▸ Work instructions
1. Decide whether each statement agrees with the parent's question about a daughter with type 1 diabetes, answering yes or no and quoting the words of the text that settle it: (a) The daughter now takes one unit of NPH in the evening. (b) The daughter has had ketones once. (c) The daughter became more active after starting kindergarten.
2. Proceed with the parent's question about a daughter with type 1 diabetes, starting after its last sentence.

Question from Elkins, West Virginia, USA:

My five year old daughter has had type 1 for one and a half years. About a week ago, her endocrinologist lowered her insulin dosages due to lows in the 50s mg/dl [2.8 to 3.2 mmol/L]. She is currently taking three units of Humulin NPH in the morning and one unit of NPH in the evening which seems to have helped. Before, she was taking one unit of lispro (Humalog) and six units of NPH each morning and one unit of each in the evening. Why, after so long, would her insulin needs diminish so much? She weighs 44 pounds and has been tested for celiac, thyroid and everything else, all of which came back normal. Her carbohydrate intake is 50/50/50. Snacks range from 20 to 30 grams of carbohydrates three or four times a day. Her sugar remains between 100 to 150 mg/dl [5.6 to 8.3 mmol/L]. She has never passed out, had a seizure, been hospitalized for ketones, nor has ever had ketones. Is she still honeymooning? From everything that I have read, I just assumed that her insulin needs would becoming more, not less. She just started kindergarten this year and her activity level has decreased, which I thought would mean an increase in insulin, not a decrease.

▸ Supplied data
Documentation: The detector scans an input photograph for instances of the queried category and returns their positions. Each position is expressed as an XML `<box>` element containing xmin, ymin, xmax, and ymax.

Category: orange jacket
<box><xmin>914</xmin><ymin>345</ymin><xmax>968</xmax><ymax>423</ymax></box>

▸ Results for each task
1.
(a) Yes: "one unit of NPH in the evening"
(b) No: "nor has ever had ketones"
(c) No: "her activity level has decreased"

2.
Answer:

I agree with your assumptions and agree with the evaluation that your physician explored for potential complicating issues. I do not have an explanation at this point for the apparent current lower insulin requirements. But, I expect it to be temporary.

Sometimes, I have seen children have out-of-the-blue lower glucose readings and apparent increased sensitivity to insulin for a few days and then they have some looser stools. I’ve surmised that the intestines were showing the beginnings of not absorbing food well (hence the lower glucose readings) and the culmination was diarrhea a few days later.

Keep a dialogue with your pediatric endocrinologist and keep checking glucose levels diligently.